In occasione del Giubileo del mondo del volontariato, la religiosa, volontaria da anni nell’istituto romano di Rebibbia, torna a far parlare i ristretti con il libro “Noi fuori – la voce dei detenuti di Rebibbia”, edito da Il Levante, in cui affrontano la paura che accompagna spesso il momento del fine pena

Roberta Barbi – Città del Vaticano

“Noi fuori siamo considerati scarto. Noi fuori siamo e saremo sempre nessuno”. È un doloroso grido d’aiuto quello che emerge dalle pagine della nuova fatica di suor Emma Zordan, religiosa delle Adoratrici del Sangue di Cristo, da anni tra i detenuti del carcere romano di Rebibbia dove organizza anche laboratori di scrittura. Un grido sottolineato dalla voce sottile e pacata di questo fiore d’acciaio che è suor Emma, che in occasione del Giubileo del mondo del volontariato torna a far parlare i ristretti con il libro “Noi fuori – la voce dei detenuti di Rebibbia” in cui affrontano la paura che accompagna spesso il momento del fine pena. Il volume ha la prefazione del vescovo di Latina, monsignor Mariano Crociata, ed è stato pubblicato dalle edizioni Il Levante.

(Voci da un set di dati)
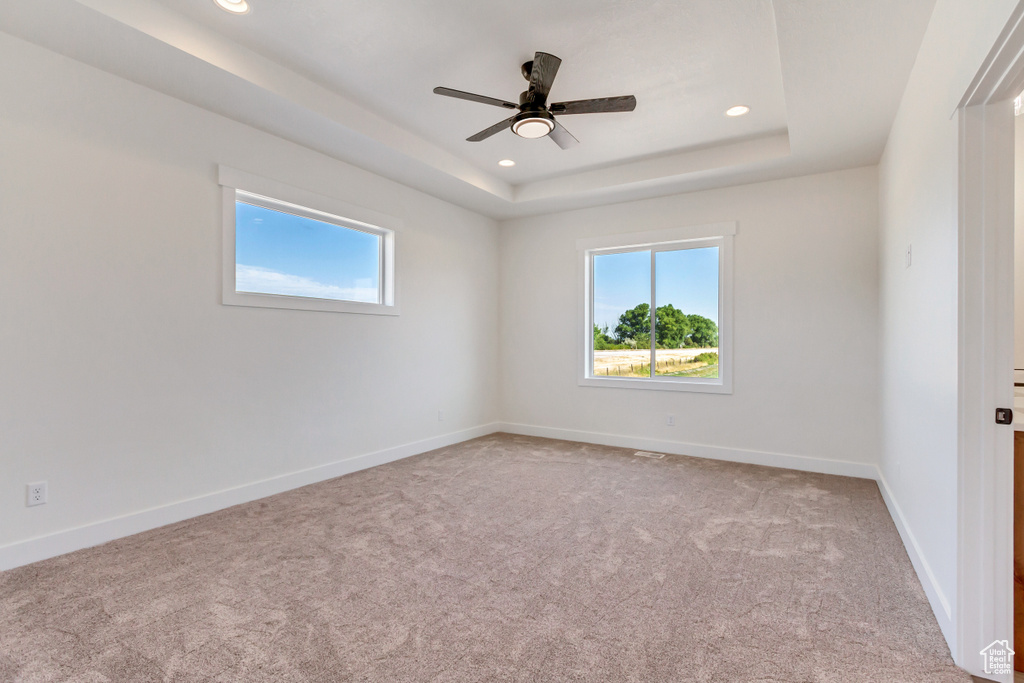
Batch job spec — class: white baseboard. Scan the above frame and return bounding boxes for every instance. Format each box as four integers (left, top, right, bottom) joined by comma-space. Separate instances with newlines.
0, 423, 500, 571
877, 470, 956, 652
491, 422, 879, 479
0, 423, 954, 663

==

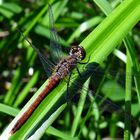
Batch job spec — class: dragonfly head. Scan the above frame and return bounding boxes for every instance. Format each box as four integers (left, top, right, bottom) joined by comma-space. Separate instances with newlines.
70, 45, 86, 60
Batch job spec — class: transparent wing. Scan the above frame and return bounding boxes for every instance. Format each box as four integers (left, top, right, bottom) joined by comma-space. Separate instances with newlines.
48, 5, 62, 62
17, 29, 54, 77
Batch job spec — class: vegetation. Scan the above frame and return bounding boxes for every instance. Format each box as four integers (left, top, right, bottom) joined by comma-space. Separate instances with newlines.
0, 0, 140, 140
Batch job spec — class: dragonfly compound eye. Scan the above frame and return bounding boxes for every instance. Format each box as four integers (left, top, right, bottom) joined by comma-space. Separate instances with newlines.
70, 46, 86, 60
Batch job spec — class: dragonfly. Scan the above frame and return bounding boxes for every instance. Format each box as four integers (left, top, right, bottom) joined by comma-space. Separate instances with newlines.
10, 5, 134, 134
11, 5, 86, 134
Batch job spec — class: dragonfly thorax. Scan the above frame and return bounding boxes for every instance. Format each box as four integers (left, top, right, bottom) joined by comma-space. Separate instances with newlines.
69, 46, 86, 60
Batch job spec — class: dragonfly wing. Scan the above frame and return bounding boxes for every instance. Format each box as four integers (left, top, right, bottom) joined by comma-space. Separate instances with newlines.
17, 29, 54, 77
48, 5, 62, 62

§ Lavoro da svolgere
**A)** Rispondi alle seguenti domande sull'articolo su suor Emma Zordan:
(i) A quale congregazione religiosa appartiene suor Emma Zordan?
(ii) Chi firma la prefazione del volume?
(iii) Quale casa editrice ha pubblicato il libro?
**B)** Riprendi l'articolo su suor Emma Zordan dal punto in cui si interrompe e scrivine il seguito.
Le righe non hanno alcun legame con l'articolo su suor Emma Zordan.

§ Risposte attese
**A)**
(i) Alle Adoratrici del Sangue di Cristo.
(ii) Monsignor Mariano Crociata, vescovo di Latina.
(iii) Le edizioni Il Levante.

**B)**
Ascolta l’intervista con Suor Emma Zordan:

Il dramma dei suicidi

Il tema suor Emma e i suoi ragazzi l’avevano già affrontato nel 2019 in un altro libro dall’eloquente titolo “Paura della libertà”, ma i dati di cronaca sul drammatico aumento, negli ultimi anni, dei suicidi in carcere che si concentrano proprio nei due momenti dell’ingresso in istituto ma anche del fine pena, li ha portati a riflettere nuovamente sull’argomento: “Rispetto al passato oggi rileviamo che per i detenuti in procinto di uscire spesso il fuori è peggio del dentro – racconta la religiosa ai media vaticani – il mondo spesso è disumano, la società è intrisa di pregiudizi nei confronti di chi sbaglia perciò non perdona, non si fida, non riconosce il cambiamento neppure quando c’è, respinge. Perciò il momento della scarcerazione diventa un incubo”. “Prima, invece, alla paura di uscire si mescolavano sentimenti quali il desiderio di essere liberi, di godere degli affetti, della famiglia, degli amici – rileva suor Emma – oggi prevale la paura di sbagliare al punto che si preferisce restare in galera. E infatti molto spesso ci si torna”.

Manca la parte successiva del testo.